Rewrite the listing below as a numbered list, one line per item, and drop any blank lines.

=-=-=

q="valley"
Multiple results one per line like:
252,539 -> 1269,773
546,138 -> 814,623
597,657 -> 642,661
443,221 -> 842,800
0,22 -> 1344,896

=-=-=

■ **Answer for this exercise**:
1. q="valley"
2. Multiple results one per line like:
3. 252,539 -> 1269,773
4. 546,138 -> 814,623
5. 597,657 -> 642,661
6. 443,221 -> 842,800
7. 0,22 -> 1344,896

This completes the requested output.